_The request:_
Recast every line of the listing below as a JSON list of strings, one string per line, leaving out any blank lines.

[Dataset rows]
## start
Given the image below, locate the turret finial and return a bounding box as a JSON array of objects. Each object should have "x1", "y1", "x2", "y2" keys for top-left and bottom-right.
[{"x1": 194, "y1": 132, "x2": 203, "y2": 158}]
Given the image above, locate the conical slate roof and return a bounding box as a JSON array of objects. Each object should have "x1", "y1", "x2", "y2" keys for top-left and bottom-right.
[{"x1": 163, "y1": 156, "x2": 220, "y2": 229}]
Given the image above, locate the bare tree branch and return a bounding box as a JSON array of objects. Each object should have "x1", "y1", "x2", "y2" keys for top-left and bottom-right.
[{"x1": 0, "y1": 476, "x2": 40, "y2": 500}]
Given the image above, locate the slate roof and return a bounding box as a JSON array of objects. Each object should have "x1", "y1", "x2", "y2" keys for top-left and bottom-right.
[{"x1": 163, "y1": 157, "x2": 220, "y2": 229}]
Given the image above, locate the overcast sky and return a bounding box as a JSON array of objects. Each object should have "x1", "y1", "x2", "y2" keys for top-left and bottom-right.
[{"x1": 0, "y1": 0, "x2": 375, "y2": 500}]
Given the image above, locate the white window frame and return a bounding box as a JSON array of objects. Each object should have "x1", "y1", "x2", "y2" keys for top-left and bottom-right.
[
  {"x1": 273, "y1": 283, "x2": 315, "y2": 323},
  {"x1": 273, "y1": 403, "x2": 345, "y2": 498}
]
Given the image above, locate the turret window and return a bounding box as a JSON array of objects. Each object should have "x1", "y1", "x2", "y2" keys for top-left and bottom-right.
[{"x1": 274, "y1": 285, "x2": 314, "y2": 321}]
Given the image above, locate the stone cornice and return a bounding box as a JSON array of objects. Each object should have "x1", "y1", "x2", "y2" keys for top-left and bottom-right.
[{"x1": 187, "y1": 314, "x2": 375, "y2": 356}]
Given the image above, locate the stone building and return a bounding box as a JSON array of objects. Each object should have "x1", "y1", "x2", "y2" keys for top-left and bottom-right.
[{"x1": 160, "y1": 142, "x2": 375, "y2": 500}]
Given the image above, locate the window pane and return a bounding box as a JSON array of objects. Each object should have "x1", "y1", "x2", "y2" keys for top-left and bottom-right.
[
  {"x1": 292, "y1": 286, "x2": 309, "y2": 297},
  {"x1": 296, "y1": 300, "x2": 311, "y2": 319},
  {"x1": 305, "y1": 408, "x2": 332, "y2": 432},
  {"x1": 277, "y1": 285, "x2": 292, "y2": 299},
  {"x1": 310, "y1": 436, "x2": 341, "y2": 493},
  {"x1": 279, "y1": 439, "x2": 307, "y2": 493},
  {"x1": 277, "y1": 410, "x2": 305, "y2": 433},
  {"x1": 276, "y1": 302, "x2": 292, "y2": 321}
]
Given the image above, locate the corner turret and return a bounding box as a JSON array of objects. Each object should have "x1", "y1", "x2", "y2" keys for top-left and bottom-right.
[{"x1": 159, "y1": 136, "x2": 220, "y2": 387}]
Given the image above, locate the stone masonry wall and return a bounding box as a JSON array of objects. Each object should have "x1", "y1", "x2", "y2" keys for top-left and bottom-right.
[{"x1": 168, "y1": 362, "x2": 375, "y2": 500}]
## end
_Task solution:_
[
  "Given the image below, locate the turret finial and return a bounding box as a JSON array of objects. Each object should have \"x1\", \"y1\", \"x2\", \"y2\" keys for top-left and bottom-right.",
  "[{\"x1\": 194, \"y1\": 132, \"x2\": 203, \"y2\": 158}]",
  "Given the image above, locate the conical slate roof and return a bounding box as a JSON array of objects. Each object should have \"x1\", \"y1\", \"x2\", \"y2\" keys for top-left and bottom-right.",
  "[{\"x1\": 163, \"y1\": 156, \"x2\": 220, \"y2\": 229}]",
  "Given the image above, locate the bare tree branch and return a bounding box as a JSON array of objects. Each object should have \"x1\", \"y1\", \"x2\", \"y2\" keys for top-left and bottom-right.",
  "[{\"x1\": 0, \"y1\": 476, \"x2\": 40, \"y2\": 500}]",
  "Given the image above, locate the slate roof and return a bounding box as a JSON array of objects. Each object should have \"x1\", \"y1\", \"x2\", \"y2\" keys for top-left and bottom-right.",
  "[{\"x1\": 163, \"y1\": 157, \"x2\": 220, \"y2\": 229}]",
  "Given the image above, locate the overcast sky and return a bounding box as a JSON array of objects. Each object should have \"x1\", \"y1\", \"x2\", \"y2\" keys for top-left and bottom-right.",
  "[{\"x1\": 0, \"y1\": 0, \"x2\": 375, \"y2\": 500}]",
  "Given the image above, locate the white window frame and return a bounding box as a JSON array of objects. Each object should have \"x1\", \"y1\", \"x2\", \"y2\" keys for top-left and bottom-right.",
  "[",
  "  {\"x1\": 273, \"y1\": 283, \"x2\": 315, \"y2\": 323},",
  "  {\"x1\": 273, \"y1\": 403, \"x2\": 345, \"y2\": 498}",
  "]",
  "Given the image above, locate the turret window and return a bounding box as a JSON array of objects. Each object should have \"x1\", \"y1\", \"x2\", \"y2\" keys for top-left and bottom-right.",
  "[{\"x1\": 274, \"y1\": 285, \"x2\": 314, \"y2\": 321}]",
  "Given the image above, locate the stone cornice and return a bounding box as a JSON array of objects. Each object should have \"x1\", \"y1\", \"x2\", \"y2\" keys for top-left and bottom-right.",
  "[{\"x1\": 187, \"y1\": 314, \"x2\": 375, \"y2\": 356}]",
  "Given the image above, locate the stone building and return a bounding box as a JSON array of objects. Each object should have \"x1\", \"y1\", \"x2\", \"y2\" keys for top-left and bottom-right.",
  "[{\"x1\": 160, \"y1\": 142, \"x2\": 375, \"y2\": 500}]",
  "Given the image above, locate the window pane and return a bounding box as a JSON array of objects. Each object should have \"x1\", \"y1\", \"x2\", \"y2\" keys for top-left and bottom-right.",
  "[",
  "  {\"x1\": 292, \"y1\": 286, \"x2\": 309, \"y2\": 297},",
  "  {\"x1\": 296, \"y1\": 300, \"x2\": 311, \"y2\": 319},",
  "  {\"x1\": 305, \"y1\": 408, \"x2\": 332, \"y2\": 432},",
  "  {\"x1\": 277, \"y1\": 285, \"x2\": 292, \"y2\": 299},",
  "  {\"x1\": 310, \"y1\": 436, \"x2\": 341, \"y2\": 493},",
  "  {\"x1\": 279, \"y1\": 439, \"x2\": 307, \"y2\": 493},",
  "  {\"x1\": 277, \"y1\": 410, \"x2\": 305, \"y2\": 433},",
  "  {\"x1\": 276, \"y1\": 302, \"x2\": 292, \"y2\": 321}",
  "]",
  "Given the image above, locate the corner turret and return a bounding box as a JSON array of objects. Each object should have \"x1\", \"y1\", \"x2\", \"y2\" keys for top-left and bottom-right.",
  "[{\"x1\": 159, \"y1\": 136, \"x2\": 220, \"y2\": 387}]",
  "Given the image above, locate the stone masonry wall and return a bounding box as a JSON array of objects. Each object should have \"x1\", \"y1\", \"x2\", \"y2\" keys for top-left and bottom-right.",
  "[{\"x1\": 168, \"y1\": 362, \"x2\": 375, \"y2\": 500}]"
]